▶ TASKS FOR THIS EXERCISE:
(1) Copy, word for word, the part of the pedal forum thread below that opens with the words containing "I've got them" and closes with "discontinuing at all?".
(2) Translate this sentence from the pedal forum thread below into Spanish: "I've got them on quite a number of gravel and touring bikes."

▶ EXCERPT:
::::

They are horrible. Sold them and got myself a pair of XTR pedals. Much happier now.

Etienne
Posts: 316
Joined: Tue Aug 23, 2005 11:41 am
Location: France

by Etienne

bas wrote:
Mon Feb 17, 2020 3:07 am
Bit of a thread revival- anyone still using these?
I tried them on the MTB a few years ago, pedal platform was great but they were useless for steep/technical terrain with unintended dis-engagement. Got rid of them pretty quickly.

But with all the Gravel bikes out there, surely these are a great option? Have recently bought a gravel bike and considering giving them a go again on that.
Hi, I am a long time user and I find them very good on my gravel bike and my monster cross ... I like stable plateforms and tunable float, and with stiff soled shoes, they are nearly on par with my road shoes with road pedals (Speedplay Zero, as you might guess), in my opinion.

However, for very technical terrain and/or MTBiking that I don't practice anymore, I would surely prefer SPD pedals for the ease of engagement and reliability, even if I don't like the small play between the shoes and the pedals that developps after a while.

NickJHP
Posts: 379
Joined: Wed Feb 14, 2018 2:22 am
Location: Canberra, Australia

by NickJHP

I've got them on quite a number of gravel and touring bikes. For that sort of purpose, they're great. I detest float in pedals, and one of the good things about the Syzr is that you can completely eliminate all float with the grubscrews that control the amount of float in the cleat.

However, AFAIK, Wahoo, who purchased Speedplay last year, seem to be ceasing production of the Syzr pedals...

Bondurant
Posts: 135
Joined: Tue Mar 01, 2011 12:28 pm

by Bondurant

Do we know what else they are discontinuing at all?

boots2000
Posts: 1641
Joined: Mon Oct 15, 2007 9:28 pm

by boots2000

For me, the lack of width adjustment through cleats made the SYZR a no go.
I am not going to but multople sets of spindles to figure this out.

I think I found a grwat solution in the HT M1 Leopard pedals. They have a very secure engagement, no slop at all, no rock, barely any float with the 4 degree cleat.- much like riding in a road SPD SL pedal.

::::

▶ DATA SEGMENT:
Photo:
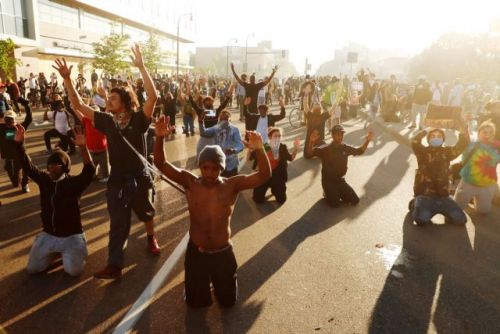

::::

▶ SOLUTIONS TO EACH TASK:
(1)
I've got them on quite a number of gravel and touring bikes. For that sort of purpose, they're great. I detest float in pedals, and one of the good things about the Syzr is that you can completely eliminate all float with the grubscrews that control the amount of float in the cleat.

However, AFAIK, Wahoo, who purchased Speedplay last year, seem to be ceasing production of the Syzr pedals...

Bondurant
Posts: 135
Joined: Tue Mar 01, 2011 12:28 pm

by Bondurant

Do we know what else they are discontinuing at all?

(2) Los tengo en bastantes bicicletas de gravel y de cicloturismo.